■ **Set exercise 1**
How would you render "One hundred percent ownership assures control." from the international entrepreneurship text in Spanish?
■ **Set exercise 2**
What are all the types of merger that the international entrepreneurship text names and defines?
■ **Set exercise 3**
Can you carry the international entrepreneurship text further, starting after its last sentence?

*** Article ***

To identify the aspects and importance of international entrepreneurship.
2.
To identify the important strategic issues in international entrepreneurship.
3.
To identify the available options for entering international markets.
4.
To present the problems and barriers to international entrepreneurship.
DIRECT FOREIGN INVESTMENT
Majority interest
Another equity method is to purchase a majority interest in a foreign business. The
majority interest allows the entrepreneur to obtain managerial control while maintaining
the company's local identity. In technical sense anything over 50% of the equity of the
firm is majority interest.
100 percent ownership
One hundred percent ownership assures control. One form of 100 percent ownership is
mergers and acquisitions, but the entrepreneur needs to have a general understanding of
the benefits and problems of mergers as a strategic option.
A horizontal merger is the combination of two firms that produce closely related
projects in the same area. A vertical merger is the combination of firms in successive
stages of production. A product extension merger occurs when acquiring and acquired
companies have related production but do not have directly competing products. A
market extension merger is when two firms produce the same products but sell them in
different areas. A diversified activity merger is a conglomerate merger involving the
consolidation of two unrelated firms. Mergers are a sound strategic option for an
entrepreneur when synergy is present. Economies of scale are the most common reason
for mergers. A second factor that causes synergy is taxation, or unused tax credits. The
final factor is the benefits received in combining complementary resources.
BARRIERS TO INTERNATIONAL TRADE
The positive attitude toward free trade began about 1947 with the development of general trade agreements
and reduction of trade barriers.
General Agreement on Tariffs and Trade (GATT)
GATT is a multilateral agreement with the objective of liberalizing trade by eliminating tariffs and import
quotas. In each round, mutual tariff reductions are negotiated between member nations. Members can ask
for investigation of violations. While GATT has helped develop more unrestricted trade, its voluntary
membership gives it little authority.

*** Entries supplied ***

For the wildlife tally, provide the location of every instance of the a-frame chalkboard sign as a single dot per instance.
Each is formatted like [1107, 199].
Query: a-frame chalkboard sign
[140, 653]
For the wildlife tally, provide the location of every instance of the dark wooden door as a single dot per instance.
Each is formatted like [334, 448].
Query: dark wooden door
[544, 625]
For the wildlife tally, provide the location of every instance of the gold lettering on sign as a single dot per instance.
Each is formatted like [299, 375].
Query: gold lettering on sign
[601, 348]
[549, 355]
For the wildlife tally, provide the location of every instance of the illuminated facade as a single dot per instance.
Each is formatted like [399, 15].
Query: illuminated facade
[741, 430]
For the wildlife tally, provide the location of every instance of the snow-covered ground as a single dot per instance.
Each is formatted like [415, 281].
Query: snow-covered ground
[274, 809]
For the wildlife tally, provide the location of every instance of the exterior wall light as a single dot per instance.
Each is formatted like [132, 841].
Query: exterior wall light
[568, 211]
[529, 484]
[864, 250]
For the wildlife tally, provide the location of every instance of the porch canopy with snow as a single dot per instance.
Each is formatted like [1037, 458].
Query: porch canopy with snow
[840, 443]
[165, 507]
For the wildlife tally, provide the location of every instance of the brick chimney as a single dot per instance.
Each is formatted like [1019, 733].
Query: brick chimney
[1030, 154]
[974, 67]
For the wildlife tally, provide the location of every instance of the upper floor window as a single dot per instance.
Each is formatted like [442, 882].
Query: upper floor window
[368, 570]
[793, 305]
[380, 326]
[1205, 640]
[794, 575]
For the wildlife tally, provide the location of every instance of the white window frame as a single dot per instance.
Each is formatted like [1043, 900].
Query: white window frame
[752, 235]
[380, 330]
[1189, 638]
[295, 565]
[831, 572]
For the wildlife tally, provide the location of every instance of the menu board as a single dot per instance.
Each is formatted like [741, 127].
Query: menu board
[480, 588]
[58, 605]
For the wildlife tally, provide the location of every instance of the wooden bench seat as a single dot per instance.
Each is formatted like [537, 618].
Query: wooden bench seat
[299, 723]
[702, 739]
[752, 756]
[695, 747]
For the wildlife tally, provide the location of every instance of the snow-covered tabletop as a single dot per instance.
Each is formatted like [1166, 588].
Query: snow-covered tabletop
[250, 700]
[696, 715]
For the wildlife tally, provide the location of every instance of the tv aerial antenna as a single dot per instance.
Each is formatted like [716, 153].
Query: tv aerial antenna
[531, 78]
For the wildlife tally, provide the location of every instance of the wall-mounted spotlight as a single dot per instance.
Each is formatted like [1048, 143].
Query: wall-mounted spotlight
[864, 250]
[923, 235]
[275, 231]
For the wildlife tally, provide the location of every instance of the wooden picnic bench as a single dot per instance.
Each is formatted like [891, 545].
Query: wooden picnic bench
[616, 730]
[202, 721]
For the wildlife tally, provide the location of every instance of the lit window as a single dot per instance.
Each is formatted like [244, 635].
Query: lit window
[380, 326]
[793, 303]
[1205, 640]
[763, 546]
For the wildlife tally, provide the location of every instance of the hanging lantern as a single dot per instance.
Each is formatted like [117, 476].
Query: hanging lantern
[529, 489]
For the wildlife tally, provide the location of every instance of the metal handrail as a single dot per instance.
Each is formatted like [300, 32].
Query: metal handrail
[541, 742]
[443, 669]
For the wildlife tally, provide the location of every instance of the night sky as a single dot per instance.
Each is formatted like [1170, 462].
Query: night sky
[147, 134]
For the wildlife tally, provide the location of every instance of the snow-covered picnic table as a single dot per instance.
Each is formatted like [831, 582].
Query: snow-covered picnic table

***

■ **Written response 1**
La propiedad del cien por ciento asegura el control.

■ **Written response 2**
- Horizontal merger
- Vertical merger
- Product extension merger
- Market extension merger
- Diversified activity merger

■ **Written response 3**
Increasing Protectionist Attitudes
Support of free trade increased significantly in the 1980s due to the rise in protectionist pressures in many
countries. The persistent U.S. trade deficit has strained the world trading system. The economic success of
a country (Japan) perceived as not playing by the rules has also strained the trading system. In response
many countries have established bilateral voluntary export restrictions.
Trade Blocs and Free Trade Areas
Groups of nations are banding together to increase investment between nations in the group and exclude
others. The North American Free Trade Agreement (NAFTA) between the U.S., Canada, and Mexico
reduces barriers and encourages investment. The Americas, Argentina, Brazil, Paraguay, and Uruguay have
created the Mercosul trade zone, a free trade zone between the countries. The European Community (EC)
is founded on the principle of supra-nationality, with member nations not being able to enter into trade
agreements on their own that are inconsistent with EC regulations.
Entrepreneur's Strategies and Trade Barriers
Trade barriers pose problems for entrepreneurs who want to become involved in international business.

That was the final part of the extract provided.